------ Exercise inputs ------
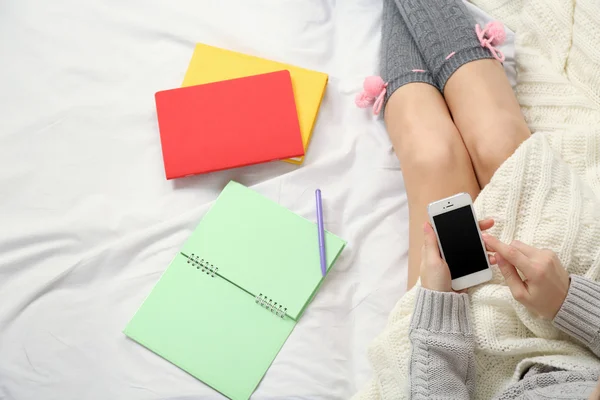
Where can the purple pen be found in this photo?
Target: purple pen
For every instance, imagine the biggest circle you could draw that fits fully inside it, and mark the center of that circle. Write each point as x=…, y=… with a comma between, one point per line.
x=321, y=232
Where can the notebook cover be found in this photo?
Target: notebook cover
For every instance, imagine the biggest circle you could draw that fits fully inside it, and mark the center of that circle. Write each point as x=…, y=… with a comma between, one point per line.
x=211, y=64
x=209, y=328
x=228, y=124
x=263, y=247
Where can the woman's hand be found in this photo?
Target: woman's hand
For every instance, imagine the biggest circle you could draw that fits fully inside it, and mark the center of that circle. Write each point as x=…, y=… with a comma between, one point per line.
x=546, y=281
x=435, y=274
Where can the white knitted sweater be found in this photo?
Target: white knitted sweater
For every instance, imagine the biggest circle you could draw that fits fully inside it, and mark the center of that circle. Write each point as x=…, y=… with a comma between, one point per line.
x=546, y=194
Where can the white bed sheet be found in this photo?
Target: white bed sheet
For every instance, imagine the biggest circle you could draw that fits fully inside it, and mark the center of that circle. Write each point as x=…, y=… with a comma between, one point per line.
x=88, y=222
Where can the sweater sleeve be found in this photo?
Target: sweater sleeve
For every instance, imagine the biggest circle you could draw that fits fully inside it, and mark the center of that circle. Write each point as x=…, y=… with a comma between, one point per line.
x=579, y=316
x=442, y=363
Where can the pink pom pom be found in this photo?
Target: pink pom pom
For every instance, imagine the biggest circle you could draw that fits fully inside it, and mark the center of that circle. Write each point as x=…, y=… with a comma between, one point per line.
x=495, y=31
x=363, y=100
x=373, y=85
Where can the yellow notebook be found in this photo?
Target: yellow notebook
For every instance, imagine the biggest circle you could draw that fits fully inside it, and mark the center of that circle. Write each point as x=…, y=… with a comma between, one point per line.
x=211, y=64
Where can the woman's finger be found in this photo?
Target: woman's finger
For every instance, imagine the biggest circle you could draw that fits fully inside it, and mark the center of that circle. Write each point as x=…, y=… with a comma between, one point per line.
x=524, y=248
x=512, y=278
x=486, y=224
x=431, y=251
x=509, y=253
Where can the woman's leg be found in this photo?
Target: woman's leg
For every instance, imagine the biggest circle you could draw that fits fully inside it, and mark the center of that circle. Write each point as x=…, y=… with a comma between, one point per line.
x=434, y=160
x=477, y=92
x=435, y=163
x=487, y=114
------
### Task to complete
Repeat the data exactly, excluding the pictures.

### Correct output
Where can the purple pen be found in this photo?
Target: purple pen
For every instance, imagine the biggest circle you could draw that fits fully inside it, and mark the center of that circle. Write each point as x=…, y=… with a comma between, one point per line.
x=321, y=232
Where can the notebook cover be found in this photo?
Target: notebook cover
For every instance, imagine the biggest circle you could draw that fits fully inside it, and mark the center of that circle. Write each point as x=…, y=… with a comma between, one point per line.
x=211, y=64
x=209, y=328
x=228, y=124
x=263, y=247
Where can the woman's hand be found in this photo?
Target: woman's hand
For every instance, imagine the biggest circle you could draw that fits fully inside it, and mark the center of that circle. Write each point as x=…, y=… with a comma between, one point per line.
x=546, y=281
x=435, y=274
Where can the white knitted sweater be found in this photo?
Target: white knitted sweater
For every instance, imagine the biggest circle you could draw that fits fully inside it, and mark the center of that circle. Write each point as x=…, y=… with a comma between, one point per line.
x=546, y=194
Where can the white bed sheet be found in this photo?
Target: white bed sheet
For every instance, imagine the biggest circle you could draw that fits fully inside it, and mark the center of that circle. Write each point as x=…, y=… with a comma between, one point per line.
x=88, y=222
Where can the sweater sleeve be found in this photo?
Target: sweater sleeve
For every instance, imagine the biggest circle you could draw that fits fully inside it, and mark the center of that circle. Write each point as x=…, y=… with a comma between, one point per line.
x=579, y=316
x=442, y=363
Where can the pink pom pom be found in this photo?
Target: pink pom pom
For every instance, imagine the biggest circle you could draw that fits fully inside it, and mark the center of that circle. Write each point as x=…, y=… with a comma between, one point per line.
x=495, y=31
x=363, y=100
x=373, y=85
Where can the yellow notebook be found in this photo?
Target: yellow notebook
For every instance, imagine the biggest circle you could draw that fits fully inside it, and mark the center of that circle. Write each point as x=…, y=… with a comma between, one point per line.
x=211, y=64
Where can the woman's finger be found in this photo?
Target: woman's finger
For every instance, imagine the biggest circle you could draw that fits fully inside it, and mark the center of that circle. Write each point as x=…, y=… with a comma between, one point per line.
x=524, y=248
x=512, y=278
x=486, y=224
x=431, y=251
x=509, y=253
Where can the woman's leg be found in this photo?
Target: woman's leg
For every instance, imagine the biggest circle you could draw that fits fully inside it, and mark the center of that circle. Write each point as x=…, y=… with a comma between, one point per line.
x=434, y=160
x=477, y=92
x=435, y=163
x=487, y=114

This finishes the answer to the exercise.